Requirement.
Retype only the lines of the data below that run from the line containing "If you could outline every instance of the stone" through the line containing "[[[181,175],[184,179],[203,179],[204,146],[181,148]]]", including both of those lines, keeping every character unchanged.

Extracted records.

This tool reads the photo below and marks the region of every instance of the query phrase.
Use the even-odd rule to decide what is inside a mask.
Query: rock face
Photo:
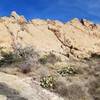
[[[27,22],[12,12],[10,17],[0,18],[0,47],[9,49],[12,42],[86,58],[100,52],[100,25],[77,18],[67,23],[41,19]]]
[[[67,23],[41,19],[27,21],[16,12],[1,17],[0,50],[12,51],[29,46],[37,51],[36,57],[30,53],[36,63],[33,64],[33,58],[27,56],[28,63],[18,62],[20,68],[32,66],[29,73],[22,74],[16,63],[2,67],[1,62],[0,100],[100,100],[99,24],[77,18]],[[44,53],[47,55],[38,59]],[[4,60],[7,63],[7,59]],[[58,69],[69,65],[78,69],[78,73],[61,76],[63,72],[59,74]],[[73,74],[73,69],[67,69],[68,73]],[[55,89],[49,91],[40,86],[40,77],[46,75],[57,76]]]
==
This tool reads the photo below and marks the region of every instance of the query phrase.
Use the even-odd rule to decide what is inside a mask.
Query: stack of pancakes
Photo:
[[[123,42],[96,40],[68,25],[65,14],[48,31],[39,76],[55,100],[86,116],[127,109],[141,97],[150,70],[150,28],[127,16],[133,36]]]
...
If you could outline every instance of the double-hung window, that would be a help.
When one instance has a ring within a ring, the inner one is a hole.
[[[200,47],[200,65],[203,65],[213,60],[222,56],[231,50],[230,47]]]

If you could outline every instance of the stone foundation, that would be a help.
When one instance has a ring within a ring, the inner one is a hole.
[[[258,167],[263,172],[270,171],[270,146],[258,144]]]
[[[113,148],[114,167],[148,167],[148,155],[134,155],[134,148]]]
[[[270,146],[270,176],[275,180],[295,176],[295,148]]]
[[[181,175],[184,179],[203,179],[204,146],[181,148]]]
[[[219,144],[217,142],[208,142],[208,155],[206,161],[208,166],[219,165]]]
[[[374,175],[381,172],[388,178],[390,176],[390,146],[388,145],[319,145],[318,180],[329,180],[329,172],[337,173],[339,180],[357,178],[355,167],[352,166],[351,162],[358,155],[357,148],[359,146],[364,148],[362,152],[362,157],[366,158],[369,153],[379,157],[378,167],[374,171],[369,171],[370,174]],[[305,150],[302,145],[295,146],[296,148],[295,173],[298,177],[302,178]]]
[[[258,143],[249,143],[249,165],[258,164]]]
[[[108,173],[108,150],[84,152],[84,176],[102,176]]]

Complete answer.
If you could outline every instance of the stone foundation, that would be a help.
When one instance has a ring within a ring, the inner one is a hole.
[[[258,167],[263,172],[270,171],[270,146],[258,144]]]
[[[113,148],[114,167],[148,167],[148,155],[134,155],[134,148]]]
[[[270,146],[270,176],[275,180],[295,176],[295,148]]]
[[[181,175],[184,179],[203,179],[204,146],[181,148]]]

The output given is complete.